# Work to complete
1 – In the excerpt on central bank policy, what did officials in the Czech Republic do with borrowing costs?
2 – Arrange as a numbered list the part of the rows that opens with the line containing "[point] every instance of the dry" and runs through the final row, including both ends and omitting any blank lines.

# Document

-------------------------

After what was initially seen as a somewhat dovish policy statement, Fed Chair Jerome Powell told reporters after the announcement that “the ultimate level of interest rates will be higher than previously expected.” Officials in the UK went the other direction, saying peak rates will be “lower than priced into financial markets.”
The divergence reflects a substantially weaker British economy that’s teetering on the edge of, or possibly already in, a recession. Meantime, the US economy has been holding up and registered another robust month of job creation in October, implying the Fed’s job to slow demand is far from over.

Here are some of the charts that appeared on Bloomberg this week on the latest developments in the global economy:

World

While the Fed and BOE headlined major central banks raising interest rates this week, policymakers in Australia and Norway pursued smaller moves amid signs those regions’ economies are slowing. Officials in the Czech Republic left borrowing costs unchanged.

-------------------------

(Entries for labeling object positions)

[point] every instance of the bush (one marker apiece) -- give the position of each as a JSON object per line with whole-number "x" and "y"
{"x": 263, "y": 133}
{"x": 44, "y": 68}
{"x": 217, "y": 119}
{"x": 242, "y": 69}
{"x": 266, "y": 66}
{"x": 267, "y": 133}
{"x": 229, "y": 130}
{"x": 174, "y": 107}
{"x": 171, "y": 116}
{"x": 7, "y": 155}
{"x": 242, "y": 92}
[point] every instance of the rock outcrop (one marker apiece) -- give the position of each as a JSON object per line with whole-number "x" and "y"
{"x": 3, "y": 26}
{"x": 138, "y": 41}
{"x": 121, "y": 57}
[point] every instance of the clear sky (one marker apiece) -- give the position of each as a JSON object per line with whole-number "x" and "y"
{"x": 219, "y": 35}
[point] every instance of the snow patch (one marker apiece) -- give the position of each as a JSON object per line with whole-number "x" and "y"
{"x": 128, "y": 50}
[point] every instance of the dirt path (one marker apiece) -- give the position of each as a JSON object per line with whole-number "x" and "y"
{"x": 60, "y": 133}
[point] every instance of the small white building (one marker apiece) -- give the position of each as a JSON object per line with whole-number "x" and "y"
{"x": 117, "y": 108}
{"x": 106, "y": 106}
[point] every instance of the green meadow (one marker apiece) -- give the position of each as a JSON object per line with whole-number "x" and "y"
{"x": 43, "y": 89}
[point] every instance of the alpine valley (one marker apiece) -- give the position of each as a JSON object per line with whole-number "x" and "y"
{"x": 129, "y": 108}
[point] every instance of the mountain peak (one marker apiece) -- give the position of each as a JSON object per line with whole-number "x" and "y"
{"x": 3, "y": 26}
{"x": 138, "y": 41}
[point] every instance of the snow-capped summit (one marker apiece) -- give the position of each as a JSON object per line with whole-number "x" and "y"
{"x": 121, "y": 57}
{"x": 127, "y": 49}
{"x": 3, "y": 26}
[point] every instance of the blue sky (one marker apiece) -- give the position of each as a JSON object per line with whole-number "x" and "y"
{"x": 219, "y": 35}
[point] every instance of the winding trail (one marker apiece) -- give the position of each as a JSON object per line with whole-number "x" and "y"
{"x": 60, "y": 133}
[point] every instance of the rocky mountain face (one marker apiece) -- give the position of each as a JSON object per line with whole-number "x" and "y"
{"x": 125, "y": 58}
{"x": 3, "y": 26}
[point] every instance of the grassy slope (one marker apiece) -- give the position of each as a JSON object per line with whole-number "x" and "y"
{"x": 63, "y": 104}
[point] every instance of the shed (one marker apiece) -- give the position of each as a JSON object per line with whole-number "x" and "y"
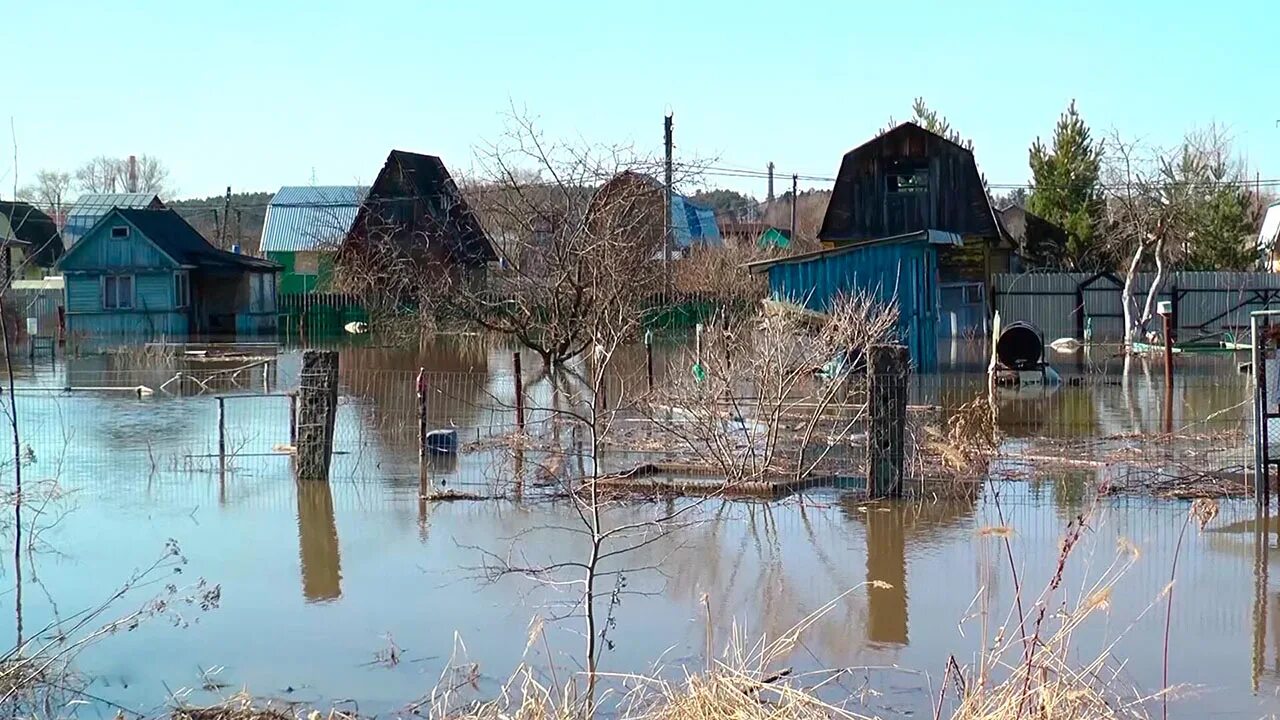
{"x": 30, "y": 238}
{"x": 755, "y": 235}
{"x": 635, "y": 201}
{"x": 900, "y": 269}
{"x": 1038, "y": 244}
{"x": 1267, "y": 237}
{"x": 416, "y": 212}
{"x": 304, "y": 228}
{"x": 90, "y": 208}
{"x": 149, "y": 274}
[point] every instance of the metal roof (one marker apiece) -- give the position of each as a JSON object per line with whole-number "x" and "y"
{"x": 1270, "y": 228}
{"x": 693, "y": 224}
{"x": 310, "y": 218}
{"x": 91, "y": 206}
{"x": 99, "y": 203}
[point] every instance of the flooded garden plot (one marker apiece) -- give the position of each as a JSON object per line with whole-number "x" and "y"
{"x": 368, "y": 588}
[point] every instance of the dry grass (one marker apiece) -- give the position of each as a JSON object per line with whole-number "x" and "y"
{"x": 246, "y": 707}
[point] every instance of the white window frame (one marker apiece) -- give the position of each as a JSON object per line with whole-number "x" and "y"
{"x": 182, "y": 290}
{"x": 113, "y": 302}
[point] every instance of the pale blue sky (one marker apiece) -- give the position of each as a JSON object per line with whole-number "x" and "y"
{"x": 257, "y": 94}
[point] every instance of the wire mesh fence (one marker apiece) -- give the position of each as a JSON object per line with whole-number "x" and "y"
{"x": 94, "y": 424}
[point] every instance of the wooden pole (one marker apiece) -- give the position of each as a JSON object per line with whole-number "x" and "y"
{"x": 1169, "y": 372}
{"x": 520, "y": 392}
{"x": 222, "y": 436}
{"x": 421, "y": 425}
{"x": 887, "y": 373}
{"x": 725, "y": 311}
{"x": 318, "y": 409}
{"x": 648, "y": 356}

-------------------------

# Solutions to the problems
1 – They left borrowing costs unchanged.

2 –
1. [point] every instance of the dry grass (one marker apiece) -- give the position of each as a JSON object per line with whole-number "x" and "y"
2. {"x": 246, "y": 707}
3. [point] every instance of the white window frame (one marker apiece) -- give the position of each as a JSON object per line with whole-number "x" and "y"
4. {"x": 182, "y": 290}
5. {"x": 113, "y": 302}
6. [point] every instance of the pale blue sky (one marker apiece) -- give the position of each as a JSON object per line with whole-number "x" and "y"
7. {"x": 257, "y": 94}
8. [point] every instance of the wire mesh fence (one marker apiece) -- give the position of each as a JSON object per line with whole-number "x" and "y"
9. {"x": 94, "y": 424}
10. [point] every instance of the wooden pole (one marker apiece) -- give the position of each as a JSON object per line with whole-number "x" and "y"
11. {"x": 1169, "y": 372}
12. {"x": 520, "y": 392}
13. {"x": 222, "y": 436}
14. {"x": 421, "y": 425}
15. {"x": 887, "y": 373}
16. {"x": 725, "y": 311}
17. {"x": 318, "y": 409}
18. {"x": 648, "y": 356}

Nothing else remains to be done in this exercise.